*** PAGE EXTRACT
# Outside Table.



## sleecjr (Mar 24, 2006)

OK. I have been looking for a camp kitchen. But really i just need a table that can take some heat, not a lot but some. I have a plastic folding table for the camper. Well i have a big 3 burner stove and last time i used it the table started to sag from the heat. I heard some of the outbacks came with a stainless table. How is it? who makes it? Will it take some heat?

Thanks Lee


----------



## RizFam (Feb 25, 2006)

Lee, I believe our table is glass? I'm not sure b/c we've never used it. It is still in the box in it's spot in the crawl through compartment. Maybe another Outbacker who has the same table has used theirs?


----------



## GoVols (Oct 7, 2005)

Plastic table top on mine.


----------



## tdvffjohn (Mar 10, 2005)

My 28 had the aluminum table. I would not recommend using it for a grill. Because of room constaints, the legs are as wide as the table which means a little narrow. That fact made it a little unstable and easier to tip over. It is a great option to have, I just would not use it for something like a grill.

John


----------



## W4DRR (May 17, 2005)

Our 23RS came with an aluminum folding table that slides into brackets in the front pass-through storage area. It is something like 2' x 5'. Unfortunately, not all models came with these.
It looks like it was personally hand-crafted by Gilligan himself.

Bob


----------



## RizFam (Feb 25, 2006)

> GoVols Posted Today, 07:50 AM
> Plastic table top on mine


The DH just said he thinks our's is Plastic as well.


----------



## Chestnut (Aug 21, 2006)

Ours is plastic. What about getting something like this?

http://www.competitiveedgeproducts.com/detail.aspx?ID=19

Jessica


----------



## tdvffjohn (Mar 10, 2005)

Forgot about that table Jessica. Great link







My Aunt has one and it works great.


----------



## RLW7302 (Feb 27, 2005)
******
*** INFORMATION SHOWN
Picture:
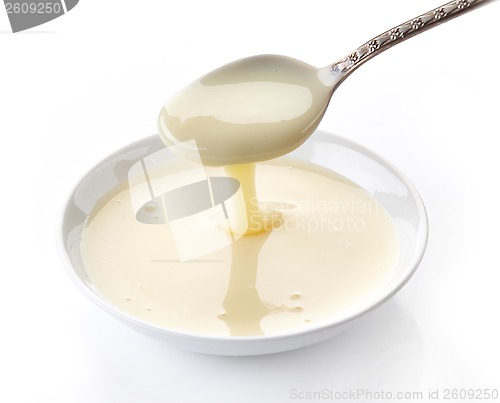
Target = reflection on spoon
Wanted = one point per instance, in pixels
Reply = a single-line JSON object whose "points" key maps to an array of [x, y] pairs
{"points": [[262, 107]]}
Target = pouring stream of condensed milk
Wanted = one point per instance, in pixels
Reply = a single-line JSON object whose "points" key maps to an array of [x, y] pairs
{"points": [[262, 107]]}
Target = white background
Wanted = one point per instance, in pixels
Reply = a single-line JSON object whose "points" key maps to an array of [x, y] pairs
{"points": [[76, 89]]}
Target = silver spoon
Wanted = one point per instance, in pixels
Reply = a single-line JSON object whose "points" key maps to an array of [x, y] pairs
{"points": [[265, 106]]}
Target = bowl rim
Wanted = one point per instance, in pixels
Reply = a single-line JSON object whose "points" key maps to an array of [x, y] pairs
{"points": [[420, 247]]}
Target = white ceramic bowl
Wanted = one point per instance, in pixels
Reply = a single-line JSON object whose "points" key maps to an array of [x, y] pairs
{"points": [[361, 166]]}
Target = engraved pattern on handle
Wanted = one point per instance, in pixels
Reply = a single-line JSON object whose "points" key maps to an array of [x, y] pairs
{"points": [[400, 33]]}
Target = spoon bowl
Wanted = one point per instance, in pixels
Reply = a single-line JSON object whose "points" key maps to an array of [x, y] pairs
{"points": [[261, 107]]}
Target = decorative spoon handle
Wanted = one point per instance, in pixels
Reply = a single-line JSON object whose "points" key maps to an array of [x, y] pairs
{"points": [[398, 34]]}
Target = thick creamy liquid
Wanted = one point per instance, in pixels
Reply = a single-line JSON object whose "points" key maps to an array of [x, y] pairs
{"points": [[335, 248], [250, 110]]}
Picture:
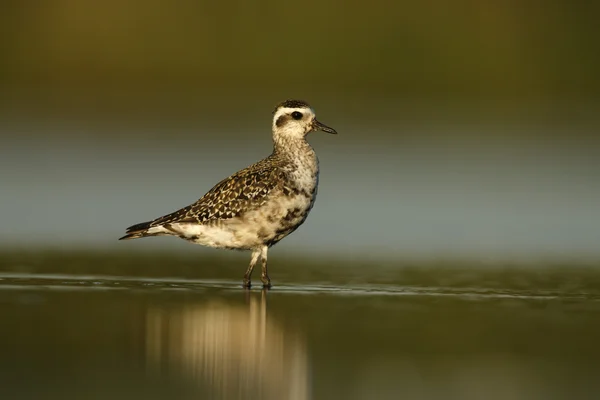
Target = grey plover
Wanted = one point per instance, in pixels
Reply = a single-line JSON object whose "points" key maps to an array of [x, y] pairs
******
* [WRITTEN EXERCISE]
Reproduce verbatim the stretch of the camper table thread from "My 28 had the" through "(May 17, 2005)".

* [EXERCISE ANSWER]
My 28 had the aluminum table. I would not recommend using it for a grill. Because of room constaints, the legs are as wide as the table which means a little narrow. That fact made it a little unstable and easier to tip over. It is a great option to have, I just would not use it for something like a grill.

John


----------



## W4DRR (May 17, 2005)